**EXTRAIT À LIRE:**

LE MONDE ECONOMIE | 06.04.2015 à 11h34 | Par Philippe Escande

C’est un sujet explosif qui se cache derrière un petit numéro. L’article 47 du projet de loi santé, débattu cette semaine au Parlement, ouvre une nouvelle ère dans la politique de santé publique, celle de l’évaluation. Une bombe tellement dangereuse que depuis vingt ans, tous les gouvernements ont pudiquement refermé le dossier. Il s’agit de rendre publiques les milliards d’informations détenues par la Caisse d’assurance-maladie sur tous les Français : feuilles de soins, données hospitalières, causes de décès, informations médico-sociales…

Trop dangereux. Pour la protection de la vie privée, pour la liberté des médecins qui se voient déjà « fichés » par la Sécu, pour les hôpitaux qui ne veulent pas être notés, pour les laboratoires qui craignent les études gênantes… Pour la puissance publique aussi, inquiète d’avoir à rendre des comptes.

Tous avaient à perdre à la transparence. Tous, sauf la santé elle-même. Le scandale du Mediator aurait ainsi pu être décelé plus tôt, de même que la progression d’épidémies. Sans parler de la mesure des effets des réformes publiques ou de l’efficacité des médicaments. A l’heure des économies tous azimuts et de la paupérisation de l’Etat providence, il devenait criminel de s’asseoir sur un tel trésor. D’autant que l’avènement de l’analyse de données massives, le fameux big data, ouvre une opportunité unique.

**CONSIGNE:** Dans l'extrait sur les données de l'assurance-maladie, renommez « trésor » en « gisement » et recopiez le passage qui va de « Tous avaient à » à « une opportunité unique. ».

**ENTRÉES FOURNIES:**
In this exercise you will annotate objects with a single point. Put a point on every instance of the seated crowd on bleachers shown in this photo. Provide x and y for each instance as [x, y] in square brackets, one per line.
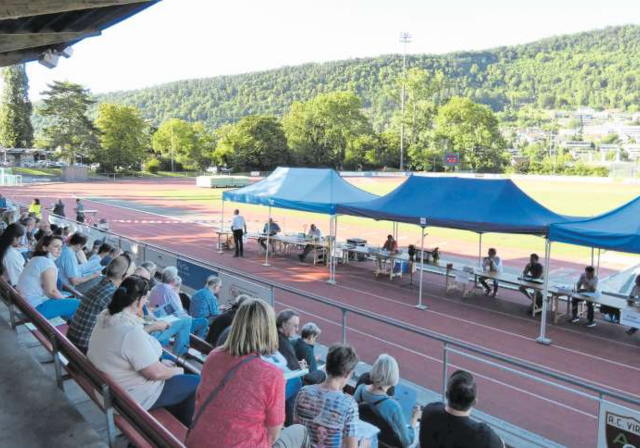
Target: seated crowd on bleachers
[261, 386]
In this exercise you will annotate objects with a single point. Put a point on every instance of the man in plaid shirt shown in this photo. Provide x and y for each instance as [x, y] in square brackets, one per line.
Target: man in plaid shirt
[97, 299]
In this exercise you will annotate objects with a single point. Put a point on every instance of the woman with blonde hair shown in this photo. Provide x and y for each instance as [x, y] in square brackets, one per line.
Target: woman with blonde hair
[385, 374]
[240, 400]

**RÉPONSE:**
Tous avaient à perdre à la transparence. Tous, sauf la santé elle-même. Le scandale du Mediator aurait ainsi pu être décelé plus tôt, de même que la progression d’épidémies. Sans parler de la mesure des effets des réformes publiques ou de l’efficacité des médicaments. A l’heure des économies tous azimuts et de la paupérisation de l’Etat providence, il devenait criminel de s’asseoir sur un tel gisement. D’autant que l’avènement de l’analyse de données massives, le fameux big data, ouvre une opportunité unique.